## Instructions to follow
Reproduce the listing below with every "one per line" changed to "one on each line" and nothing else altered. Leave the pictures out of your answer.

Image region labeling entries

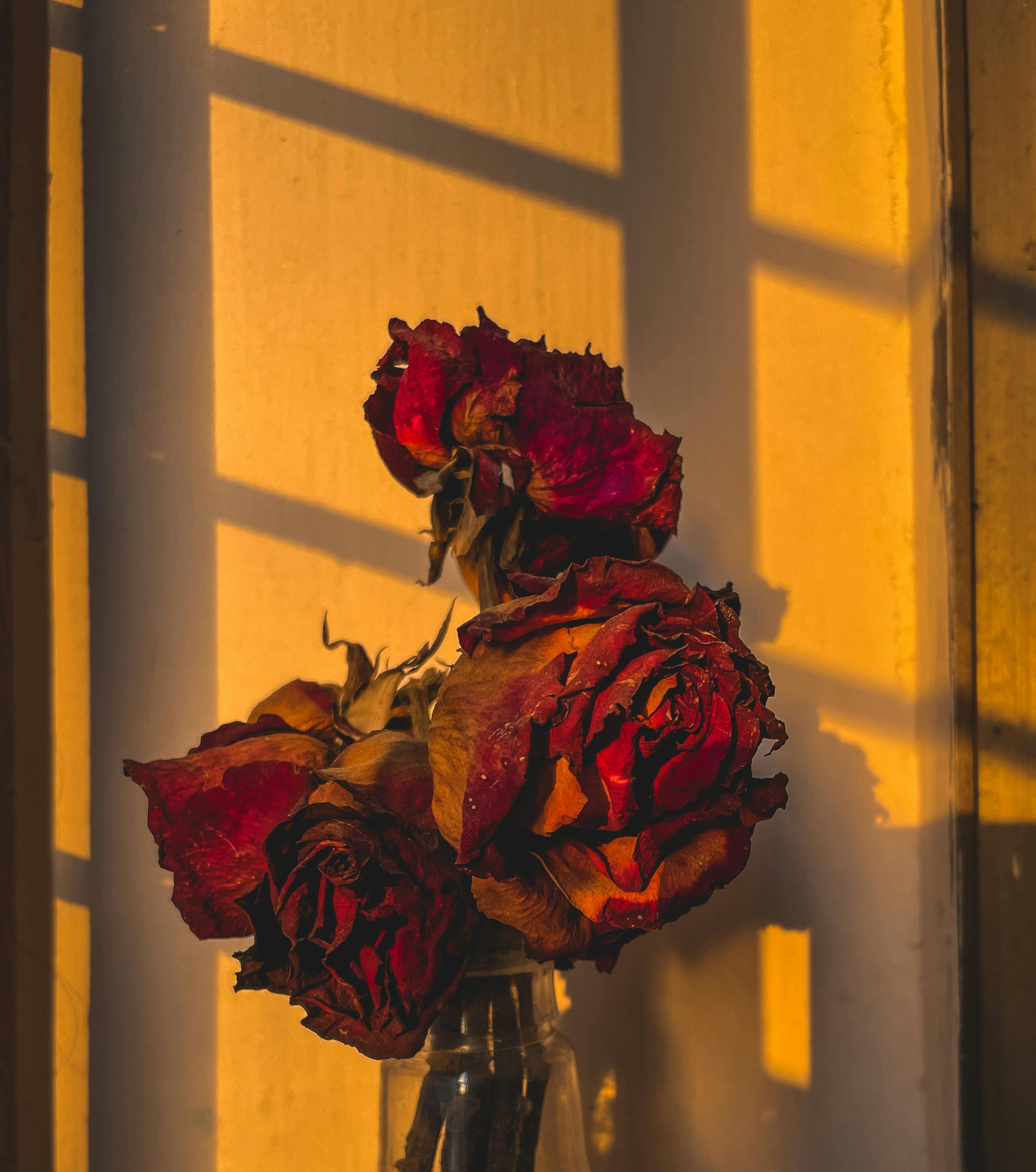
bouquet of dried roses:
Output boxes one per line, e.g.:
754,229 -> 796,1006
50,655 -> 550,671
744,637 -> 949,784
125,310 -> 786,1167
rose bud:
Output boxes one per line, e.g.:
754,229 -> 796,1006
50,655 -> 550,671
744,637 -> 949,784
123,614 -> 450,940
237,732 -> 480,1058
429,558 -> 786,959
365,308 -> 682,605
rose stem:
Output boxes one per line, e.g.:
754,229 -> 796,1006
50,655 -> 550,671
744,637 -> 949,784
396,1064 -> 443,1172
515,983 -> 551,1172
442,981 -> 493,1172
486,977 -> 525,1172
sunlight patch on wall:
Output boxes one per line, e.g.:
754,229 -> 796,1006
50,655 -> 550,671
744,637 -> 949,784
51,472 -> 90,859
759,924 -> 812,1090
209,0 -> 621,172
54,899 -> 90,1172
752,266 -> 920,825
752,266 -> 915,694
746,0 -> 908,262
206,99 -> 623,533
216,520 -> 477,721
47,49 -> 87,436
216,953 -> 378,1172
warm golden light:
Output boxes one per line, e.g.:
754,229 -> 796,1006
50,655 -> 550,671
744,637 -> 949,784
217,523 -> 477,721
54,899 -> 90,1172
209,0 -> 620,172
216,953 -> 378,1172
752,266 -> 920,825
746,0 -> 907,262
759,924 -> 812,1090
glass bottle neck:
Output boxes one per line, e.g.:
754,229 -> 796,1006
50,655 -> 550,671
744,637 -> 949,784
428,921 -> 558,1050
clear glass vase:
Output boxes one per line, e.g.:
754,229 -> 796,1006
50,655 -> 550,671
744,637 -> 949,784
378,925 -> 589,1172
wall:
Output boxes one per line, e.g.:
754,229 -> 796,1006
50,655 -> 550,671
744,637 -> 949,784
52,0 -> 954,1172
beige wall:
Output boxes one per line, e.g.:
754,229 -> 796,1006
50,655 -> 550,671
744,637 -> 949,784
52,0 -> 954,1172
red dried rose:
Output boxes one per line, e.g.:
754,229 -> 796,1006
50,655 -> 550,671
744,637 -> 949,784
124,680 -> 334,940
365,310 -> 681,598
237,732 -> 480,1058
123,615 -> 450,940
429,558 -> 786,959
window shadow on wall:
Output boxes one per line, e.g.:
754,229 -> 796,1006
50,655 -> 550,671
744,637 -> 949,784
564,7 -> 925,1172
83,0 -> 216,1172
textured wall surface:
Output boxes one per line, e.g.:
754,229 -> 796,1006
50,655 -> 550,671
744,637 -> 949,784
52,0 -> 953,1172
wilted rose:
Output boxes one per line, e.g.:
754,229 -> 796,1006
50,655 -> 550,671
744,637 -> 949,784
238,732 -> 478,1058
365,310 -> 681,598
124,615 -> 449,940
429,558 -> 786,963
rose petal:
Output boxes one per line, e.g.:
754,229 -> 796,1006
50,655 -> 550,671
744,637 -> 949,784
540,825 -> 751,932
471,859 -> 593,960
466,558 -> 703,655
249,680 -> 342,739
125,734 -> 327,940
319,731 -> 436,831
515,757 -> 587,834
428,631 -> 578,864
653,696 -> 731,810
393,320 -> 461,468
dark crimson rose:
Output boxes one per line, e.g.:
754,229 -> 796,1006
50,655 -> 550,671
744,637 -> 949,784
429,558 -> 787,967
365,310 -> 681,598
237,732 -> 480,1058
124,680 -> 334,940
123,615 -> 450,940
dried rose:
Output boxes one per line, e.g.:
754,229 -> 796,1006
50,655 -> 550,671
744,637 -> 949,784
123,615 -> 450,940
365,310 -> 681,600
429,558 -> 786,958
124,681 -> 334,940
238,732 -> 478,1058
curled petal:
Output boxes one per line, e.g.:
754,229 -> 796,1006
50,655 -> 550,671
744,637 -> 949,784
540,824 -> 751,932
249,680 -> 341,739
471,859 -> 593,960
428,631 -> 576,862
124,732 -> 329,940
318,731 -> 436,831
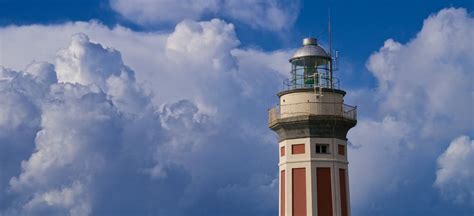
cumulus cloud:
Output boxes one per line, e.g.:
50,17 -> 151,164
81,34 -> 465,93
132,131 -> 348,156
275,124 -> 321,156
348,8 -> 474,211
0,17 -> 290,215
434,136 -> 474,205
110,0 -> 299,31
0,5 -> 473,215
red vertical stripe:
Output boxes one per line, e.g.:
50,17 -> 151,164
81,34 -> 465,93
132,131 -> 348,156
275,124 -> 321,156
339,169 -> 349,216
280,170 -> 286,216
292,168 -> 306,216
316,168 -> 332,216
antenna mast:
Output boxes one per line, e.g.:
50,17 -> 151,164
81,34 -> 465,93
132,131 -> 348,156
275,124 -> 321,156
328,6 -> 334,88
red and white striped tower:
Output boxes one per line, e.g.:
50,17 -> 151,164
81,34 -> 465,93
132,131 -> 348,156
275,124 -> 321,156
268,38 -> 357,216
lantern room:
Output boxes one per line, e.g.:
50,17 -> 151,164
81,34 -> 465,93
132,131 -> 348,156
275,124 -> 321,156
285,38 -> 339,90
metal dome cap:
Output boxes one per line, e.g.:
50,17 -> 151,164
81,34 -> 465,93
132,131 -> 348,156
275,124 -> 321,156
290,38 -> 331,62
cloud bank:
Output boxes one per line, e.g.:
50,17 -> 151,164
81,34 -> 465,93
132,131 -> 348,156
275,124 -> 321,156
0,6 -> 474,215
348,8 -> 474,214
0,19 -> 290,215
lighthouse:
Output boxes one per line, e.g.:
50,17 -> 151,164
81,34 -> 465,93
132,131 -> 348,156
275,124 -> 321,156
268,38 -> 357,216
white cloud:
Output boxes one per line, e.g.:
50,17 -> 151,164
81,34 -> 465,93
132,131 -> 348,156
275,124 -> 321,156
0,20 -> 289,215
434,136 -> 474,205
0,6 -> 473,215
348,8 -> 474,208
110,0 -> 299,31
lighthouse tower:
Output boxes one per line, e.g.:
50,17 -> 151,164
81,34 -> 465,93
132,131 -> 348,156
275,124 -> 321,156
268,38 -> 357,216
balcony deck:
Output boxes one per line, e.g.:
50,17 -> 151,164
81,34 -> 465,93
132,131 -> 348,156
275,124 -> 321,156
268,102 -> 357,126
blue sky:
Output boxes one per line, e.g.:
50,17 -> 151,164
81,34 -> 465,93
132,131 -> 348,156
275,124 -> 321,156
0,0 -> 474,216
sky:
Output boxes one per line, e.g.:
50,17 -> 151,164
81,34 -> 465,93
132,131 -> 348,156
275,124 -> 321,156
0,0 -> 474,216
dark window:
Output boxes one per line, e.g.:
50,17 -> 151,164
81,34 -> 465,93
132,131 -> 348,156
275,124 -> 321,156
337,145 -> 346,156
316,144 -> 329,154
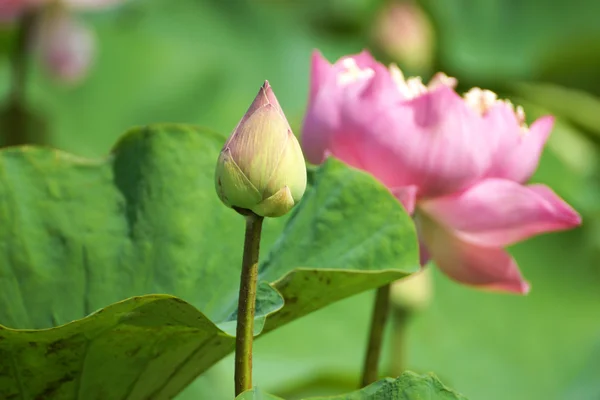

## Result of the exercise
bouquet of dried roses:
Output boxes one on each line, e.g.:
754,229 -> 796,1006
50,655 -> 550,671
744,637 -> 949,784
125,310 -> 786,1167
rose bud:
Output boxes one on each line, e.g.:
754,229 -> 796,1006
50,655 -> 550,671
744,637 -> 949,784
123,614 -> 450,940
237,732 -> 480,1058
429,558 -> 786,959
365,308 -> 682,605
rose stem:
Output boxes one on each line, e.g.:
754,229 -> 796,1006
50,655 -> 550,671
744,637 -> 949,784
396,1064 -> 443,1172
515,983 -> 551,1172
442,981 -> 493,1172
486,977 -> 525,1172
sunlight patch on wall:
Output boxes one on each line, e.g.:
754,229 -> 796,1006
50,655 -> 550,671
744,637 -> 949,784
51,472 -> 90,859
759,924 -> 812,1090
209,0 -> 621,172
54,899 -> 90,1172
752,266 -> 920,825
752,266 -> 915,694
746,0 -> 908,262
206,99 -> 623,533
216,520 -> 477,721
47,49 -> 87,436
216,953 -> 378,1172
warm golden light:
Output boxes one on each line, e.g.:
754,229 -> 796,1006
50,655 -> 550,671
744,637 -> 949,784
217,523 -> 477,721
54,899 -> 90,1172
209,0 -> 620,172
216,953 -> 378,1172
752,266 -> 920,825
746,0 -> 907,262
759,924 -> 812,1090
glass bottle neck:
Output boxes one on each line, e.g.:
754,229 -> 796,1006
50,655 -> 550,671
744,637 -> 949,784
428,921 -> 558,1050
clear glass vase:
Output boxes one on each line, e.g.:
754,229 -> 796,1006
50,655 -> 550,671
744,637 -> 949,784
378,925 -> 589,1172
wall:
Output boxes one on each line, e.g.:
754,229 -> 796,1006
50,655 -> 550,671
744,637 -> 949,784
52,0 -> 954,1172
beige wall:
Output boxes one on each line, e.g.:
754,229 -> 796,1006
50,655 -> 550,671
744,637 -> 949,784
52,0 -> 954,1172
red dried rose:
Output boxes one on each line, e.g.:
754,229 -> 796,1006
50,655 -> 550,671
744,637 -> 949,784
124,680 -> 334,940
365,310 -> 681,598
237,732 -> 480,1058
123,615 -> 450,940
429,558 -> 786,959
window shadow on wall:
Output boxes one on each line, e.g.:
754,229 -> 796,1006
50,655 -> 550,671
744,637 -> 949,784
564,7 -> 925,1172
83,0 -> 216,1172
textured wall surface:
Output boxes one on each line, e.g.:
754,229 -> 796,1006
50,655 -> 550,671
744,637 -> 949,784
52,0 -> 953,1172
wilted rose:
Output boxes one on each line, e.g.:
754,229 -> 796,1006
50,655 -> 550,671
744,637 -> 949,784
238,732 -> 478,1058
365,310 -> 681,598
124,615 -> 449,940
429,558 -> 786,963
rose petal:
Output boxes one on each line, e.g.:
754,229 -> 796,1006
50,655 -> 550,671
744,637 -> 949,784
540,825 -> 751,932
471,859 -> 593,960
466,558 -> 703,655
249,680 -> 342,739
125,734 -> 327,940
319,731 -> 436,831
515,757 -> 587,834
428,631 -> 578,864
653,696 -> 731,810
393,320 -> 461,468
dark crimson rose:
Output boxes one on each line, e.g.:
754,229 -> 796,1006
50,655 -> 550,671
744,637 -> 949,784
429,558 -> 787,967
365,310 -> 681,598
237,732 -> 480,1058
124,680 -> 334,940
123,615 -> 450,940
dried rose:
Output boxes one on each line, e.g.:
754,229 -> 796,1006
50,655 -> 550,671
744,637 -> 949,784
123,615 -> 450,940
365,310 -> 681,600
429,558 -> 786,958
124,681 -> 334,940
238,732 -> 478,1058
curled petal:
Output boxes one on each line, e.g.:
754,229 -> 796,1006
50,655 -> 550,671
744,637 -> 949,784
540,824 -> 751,932
249,680 -> 341,739
471,859 -> 593,960
428,631 -> 576,862
124,732 -> 329,940
318,731 -> 436,831
cumulus cloud:
Output boxes one on each line, e.g.:
50,17 -> 151,164
81,34 -> 465,93
132,131 -> 348,156
275,124 -> 321,156
348,8 -> 474,211
0,17 -> 290,215
434,136 -> 474,205
110,0 -> 299,31
0,5 -> 473,215
red vertical stripe:
Output boxes one on each line, e.g.:
50,17 -> 151,164
81,34 -> 465,93
132,131 -> 348,156
275,124 -> 321,156
339,169 -> 349,216
280,170 -> 286,216
292,168 -> 306,216
316,168 -> 332,216
antenna mast:
Output boxes one on each line, e.g.:
50,17 -> 151,164
81,34 -> 465,93
132,131 -> 348,156
275,124 -> 321,156
328,6 -> 334,88
red and white striped tower:
Output boxes one on each line, e.g.:
50,17 -> 151,164
81,34 -> 465,93
132,131 -> 348,156
275,124 -> 321,156
268,38 -> 357,216
lantern room:
Output boxes one on each line, e.g.:
50,17 -> 151,164
81,34 -> 465,93
132,131 -> 348,156
275,124 -> 321,156
285,38 -> 339,90
metal dome cap:
Output boxes one on each line, e.g.:
50,17 -> 151,164
81,34 -> 465,93
132,131 -> 348,156
275,124 -> 321,156
290,38 -> 331,62
cloud bank:
Output boxes one on each line, e.g.:
50,17 -> 151,164
81,34 -> 465,93
132,131 -> 348,156
275,124 -> 321,156
0,6 -> 474,215
348,8 -> 474,214
0,19 -> 290,215
lighthouse:
Output boxes one on each line, e.g.:
50,17 -> 151,164
81,34 -> 465,93
132,131 -> 348,156
275,124 -> 321,156
268,38 -> 357,216
white cloud:
Output boxes one on each line, e.g.:
50,17 -> 151,164
81,34 -> 465,93
132,131 -> 348,156
275,124 -> 321,156
0,20 -> 289,215
434,136 -> 474,205
0,6 -> 473,215
348,8 -> 474,208
110,0 -> 299,31
lighthouse tower:
Output boxes one on each line, e.g.:
50,17 -> 151,164
81,34 -> 465,93
132,131 -> 348,156
275,124 -> 321,156
268,38 -> 357,216
balcony deck:
Output boxes one on each line, e.g.:
50,17 -> 151,164
81,34 -> 465,93
132,131 -> 348,156
275,124 -> 321,156
268,102 -> 357,126
blue sky:
Output boxes one on each line, e.g.:
50,17 -> 151,164
81,34 -> 465,93
132,131 -> 348,156
275,124 -> 321,156
0,0 -> 474,216
sky:
Output boxes one on each line, e.g.:
50,17 -> 151,164
81,34 -> 465,93
132,131 -> 348,156
275,124 -> 321,156
0,0 -> 474,216
dark window:
Output boxes one on each line, e.g.:
50,17 -> 151,164
81,34 -> 465,93
132,131 -> 348,156
275,124 -> 321,156
337,145 -> 346,156
316,144 -> 329,154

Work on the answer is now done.